## Задание
Напишите продолжение текста о Гамлете, Клавдии и Фортинбрасе, начав сразу после его последнего предложения.

## Текст
* * * * *

И невольно вспоминается комплимент, который когда-то сделал своим студентам знаменитый русский историк Н. И. Костомаров: «Я не вижу здесь (в аудитории Петербургского университета) Робеспьеров — я вижу лишь Репетиловых, из которых завтра выйдут Расплюевы».
Между Клавдием и Фортинбрасом.
Гамлет между Клавдием и Фортинбрасом. Клавдия он ненавидит, Фортинбраса перед смертью благословляет на царство. Но оба они ему одинаково чужды.
Ни тот, ни другой не знают колебаний: бестрепетной рукой убивает Клавдий брата, чтобы жениться затем на его жене и занять престол. Его цель — королевство, власть. И он ее достигает. И до последних мгновений за нее цепляется.
Цель Фортинбраса как будто такая же, как у Гамлета, — отомстить за смерть отца и возвратить похищенный у него престол. Но он не знает ни колебаний, ни раздумий, ни сомнений: уверенно и твердо идет он к намеченной цели и, достигнув ее, сразу входит в роль завоевателя, властелина. Клавдий — хищник, изверг и в то же время слабый, жалкий человек. Фортинбрас — рыцарь с головы до ног. Воплощение чести, благородства, всех качеств, любезных сердцу Шекспира (его любимые герои — рыцари: герцог Перси в «Генрихе IV» и Генрих V). Но оба они одинаково далеки от Гамлета. Далеки, как небо от земли.

* * * * *

## Исходные данные
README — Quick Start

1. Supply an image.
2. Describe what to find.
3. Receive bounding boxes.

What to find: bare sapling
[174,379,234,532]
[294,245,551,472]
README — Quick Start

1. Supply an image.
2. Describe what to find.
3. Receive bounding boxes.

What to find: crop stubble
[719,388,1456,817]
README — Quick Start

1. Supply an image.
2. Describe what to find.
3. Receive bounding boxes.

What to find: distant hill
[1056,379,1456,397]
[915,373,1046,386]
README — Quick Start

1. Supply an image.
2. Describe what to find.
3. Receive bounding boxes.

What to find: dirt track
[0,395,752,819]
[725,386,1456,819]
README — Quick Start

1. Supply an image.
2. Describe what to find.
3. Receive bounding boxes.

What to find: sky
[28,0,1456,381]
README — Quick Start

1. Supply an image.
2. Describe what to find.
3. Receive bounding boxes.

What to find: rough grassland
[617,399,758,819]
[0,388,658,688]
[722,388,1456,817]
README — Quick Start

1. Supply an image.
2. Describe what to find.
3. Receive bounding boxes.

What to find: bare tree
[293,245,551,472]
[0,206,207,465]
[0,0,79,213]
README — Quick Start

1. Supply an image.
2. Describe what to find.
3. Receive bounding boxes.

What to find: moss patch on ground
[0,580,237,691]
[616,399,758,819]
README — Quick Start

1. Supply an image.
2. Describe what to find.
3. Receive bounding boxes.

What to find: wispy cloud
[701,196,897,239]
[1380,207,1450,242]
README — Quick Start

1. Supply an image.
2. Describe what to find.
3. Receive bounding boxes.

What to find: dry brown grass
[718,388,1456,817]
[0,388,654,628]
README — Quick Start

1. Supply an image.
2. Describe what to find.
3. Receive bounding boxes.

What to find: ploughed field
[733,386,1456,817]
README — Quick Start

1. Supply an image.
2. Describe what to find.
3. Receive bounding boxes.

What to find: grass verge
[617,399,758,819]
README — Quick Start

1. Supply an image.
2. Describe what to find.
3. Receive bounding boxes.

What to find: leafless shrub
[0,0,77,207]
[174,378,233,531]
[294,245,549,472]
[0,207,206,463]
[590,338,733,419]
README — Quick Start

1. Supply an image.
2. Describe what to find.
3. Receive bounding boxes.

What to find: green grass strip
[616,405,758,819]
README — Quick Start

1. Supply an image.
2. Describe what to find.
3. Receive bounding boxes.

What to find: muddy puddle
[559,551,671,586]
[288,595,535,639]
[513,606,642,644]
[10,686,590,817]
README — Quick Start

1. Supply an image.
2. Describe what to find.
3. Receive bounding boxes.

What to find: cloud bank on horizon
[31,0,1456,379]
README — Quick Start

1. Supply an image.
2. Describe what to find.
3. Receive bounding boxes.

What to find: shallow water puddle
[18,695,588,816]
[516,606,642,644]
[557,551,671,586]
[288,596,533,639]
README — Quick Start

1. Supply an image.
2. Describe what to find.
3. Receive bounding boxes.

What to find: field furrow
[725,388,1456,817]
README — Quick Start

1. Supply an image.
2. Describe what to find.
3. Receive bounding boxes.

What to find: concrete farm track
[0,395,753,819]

* * * * *

## Ответ
И так же далеки от враждующих партий родной страны Юрий Живаго и его alter ego Борис Пастернак. Рядом с Юрием — Лариса. Они сродные натуры. И она между Клавдием и Фортинбрасом.
Роль Клавдия в романе играет адвокат Комаровский. В нем наиболее ярко воплощена вся пошлость буржуазного общества. Он — «Клавдий». Эгоизм и лицемерие — сущность его характера. Даже ситуация в чем-то схожая. И там, и здесь кровосмешение. Клавдий женится на жене брата. Комаровский соблазняет дочь своей любовницы. Мягко, хитро, умно. Развратив девушку, он не говорит ей ни одного грубого слова — даже выражает раскаяние, даже выражает желание жениться (впрочем, только на словах, не шевельнув пальцем, чтобы осуществить свое обещание) — и в то же время ведет себя так, что она каждую минуту ощущает свою от него зависимость.
После отчаянного поступка Ларисы — выстрела в него — он ведет себя, по-видимому, благородно: заминает дело, отводит от Ларисы всякую ответственность (в этом он, впрочем, заинтересован не менее ее, так как на суде могут выявиться скандальные подробности, компрометирующие Комаровского). Он играет роль патрона в ее браке с Пашей, но опять задняя мысль: он все еще хочет иметь Ларису (молодую, очаровательную), и только запрещение Ларисы приезжать к ней на время отодвигает его планы. И в то же время революция 1905 года, зверства, ограниченность революционеров Ларису отталкивают. Она ни в тех, ни в этих. В том же положении и Юрий; еще в детстве лишившийся отца и матери, круглый сирота, отпрыск разорившегося семейства, он чувствует себя чужим в том обществе, к которому мог бы принадлежать по рождению.
И его воспитатель под стать ему: Николай Иванович — расстриженный священник, тоже изгой: ни то ни се.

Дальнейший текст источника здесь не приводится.